Prompt:
Turn everything from the line containing "A single pin marks each instance of the wooden memorial" down to the end of the rows below into a numbered list, leaving out any blank lines.

Supplied records:
++++++
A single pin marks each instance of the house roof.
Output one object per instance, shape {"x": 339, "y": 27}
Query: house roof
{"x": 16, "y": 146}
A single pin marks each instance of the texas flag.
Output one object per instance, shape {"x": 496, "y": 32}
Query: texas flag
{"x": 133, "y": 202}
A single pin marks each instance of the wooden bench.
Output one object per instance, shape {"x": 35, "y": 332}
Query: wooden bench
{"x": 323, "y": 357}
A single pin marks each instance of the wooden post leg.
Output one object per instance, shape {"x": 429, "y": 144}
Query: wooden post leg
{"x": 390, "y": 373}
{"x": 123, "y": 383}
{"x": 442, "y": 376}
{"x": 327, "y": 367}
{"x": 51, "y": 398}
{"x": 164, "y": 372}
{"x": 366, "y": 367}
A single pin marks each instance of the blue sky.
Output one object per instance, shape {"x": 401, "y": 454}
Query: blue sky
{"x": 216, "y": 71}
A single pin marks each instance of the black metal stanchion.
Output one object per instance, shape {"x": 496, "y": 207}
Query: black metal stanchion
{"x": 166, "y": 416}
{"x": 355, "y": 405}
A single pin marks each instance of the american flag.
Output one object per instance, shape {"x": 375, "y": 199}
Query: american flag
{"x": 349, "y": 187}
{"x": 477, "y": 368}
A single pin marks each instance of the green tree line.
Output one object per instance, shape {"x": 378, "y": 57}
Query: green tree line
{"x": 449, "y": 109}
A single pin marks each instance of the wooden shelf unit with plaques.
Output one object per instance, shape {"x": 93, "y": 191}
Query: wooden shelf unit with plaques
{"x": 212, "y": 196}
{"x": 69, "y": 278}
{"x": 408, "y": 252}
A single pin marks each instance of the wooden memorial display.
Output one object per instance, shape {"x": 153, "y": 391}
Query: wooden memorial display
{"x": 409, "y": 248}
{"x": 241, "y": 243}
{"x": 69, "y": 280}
++++++
Exercise answer:
1. A single pin marks each instance of the wooden memorial display.
2. Output one object per instance, shape {"x": 153, "y": 391}
3. Query: wooden memorial display
4. {"x": 409, "y": 248}
5. {"x": 241, "y": 243}
6. {"x": 69, "y": 280}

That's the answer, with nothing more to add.